* _What you need to do_:
Write out the stretch of the listing below from the line containing "Where can the white" through its final line, both ends included, keeping every line and shifting each point coordinate by adding 77 to both of its numbers.

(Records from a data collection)

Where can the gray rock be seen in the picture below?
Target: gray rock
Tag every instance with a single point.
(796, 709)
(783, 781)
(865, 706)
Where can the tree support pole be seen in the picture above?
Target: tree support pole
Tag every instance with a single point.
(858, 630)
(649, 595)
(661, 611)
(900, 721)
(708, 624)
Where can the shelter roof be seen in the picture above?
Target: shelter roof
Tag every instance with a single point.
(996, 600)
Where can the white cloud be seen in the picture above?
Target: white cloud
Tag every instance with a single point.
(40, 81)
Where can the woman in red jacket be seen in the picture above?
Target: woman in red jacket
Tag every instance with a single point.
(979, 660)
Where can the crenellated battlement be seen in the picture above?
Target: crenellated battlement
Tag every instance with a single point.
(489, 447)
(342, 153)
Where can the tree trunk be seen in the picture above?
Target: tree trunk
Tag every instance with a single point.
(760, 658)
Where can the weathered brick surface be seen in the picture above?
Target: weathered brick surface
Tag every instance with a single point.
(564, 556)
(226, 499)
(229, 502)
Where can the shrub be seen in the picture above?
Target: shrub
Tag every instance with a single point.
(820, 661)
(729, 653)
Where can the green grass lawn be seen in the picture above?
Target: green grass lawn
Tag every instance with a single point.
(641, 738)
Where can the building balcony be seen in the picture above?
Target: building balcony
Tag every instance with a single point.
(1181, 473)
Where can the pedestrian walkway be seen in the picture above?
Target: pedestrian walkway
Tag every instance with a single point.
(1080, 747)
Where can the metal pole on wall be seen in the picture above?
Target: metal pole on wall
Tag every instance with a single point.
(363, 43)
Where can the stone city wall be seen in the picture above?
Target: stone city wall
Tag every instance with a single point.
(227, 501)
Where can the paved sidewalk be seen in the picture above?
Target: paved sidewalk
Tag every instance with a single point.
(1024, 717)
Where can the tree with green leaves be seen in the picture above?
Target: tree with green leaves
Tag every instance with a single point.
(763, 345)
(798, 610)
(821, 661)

* _Problem solution_:
Where can the white cloud be seen in the picture above?
Target: white cloud
Tag every instance with a single point.
(117, 158)
Where can the woman in red jacket be seen in the picture above?
Target: woman in red jacket
Tag every instance with a single point.
(1056, 737)
Where can the crenellated battlement be seen in the picture above?
Target: crenellated battlement
Tag every instance with a single point.
(566, 524)
(419, 230)
Where can the tree trunk be seen in the picture above?
Target: tree trunk
Tag every instance with a single point.
(837, 735)
Where can the weathered brick surface be seen in the picture above?
Target: weathered brick surface
Tag every instance with a single point.
(641, 633)
(303, 576)
(306, 579)
Where can the shrub be seen in the picture above?
Target: shrub
Tag every instance with a single point.
(897, 738)
(806, 730)
Where can the green grass lawn be seen in the picture above?
Target: green grass lawn
Tag every instance with a single point.
(718, 815)
Where can the building balcony be seen in the picture above?
Target: building balcony
Tag every instance with a single point.
(1258, 550)
Where can the pedestrian walkway be seen in the picture above?
Target: pedestrian walkway
Tag every instance with a single point.
(1157, 824)
Where can the metal pole on wall be seen in the picture above?
Target: metal pole on wall
Tag every instance with a single point.
(440, 120)
Where can the stone city wall be seen in the picture above?
Target: stone city wall
Tag every instance with a single point.
(304, 578)
Where can the paved sidewalk be seen in the picture above?
Target: paved sidewalk
Tag every instance with a single point.
(1101, 794)
Where can the tree with green leaves be seen in the picture above?
Target: tree with green leaves
Tag every instance with a single point.
(840, 422)
(875, 687)
(898, 738)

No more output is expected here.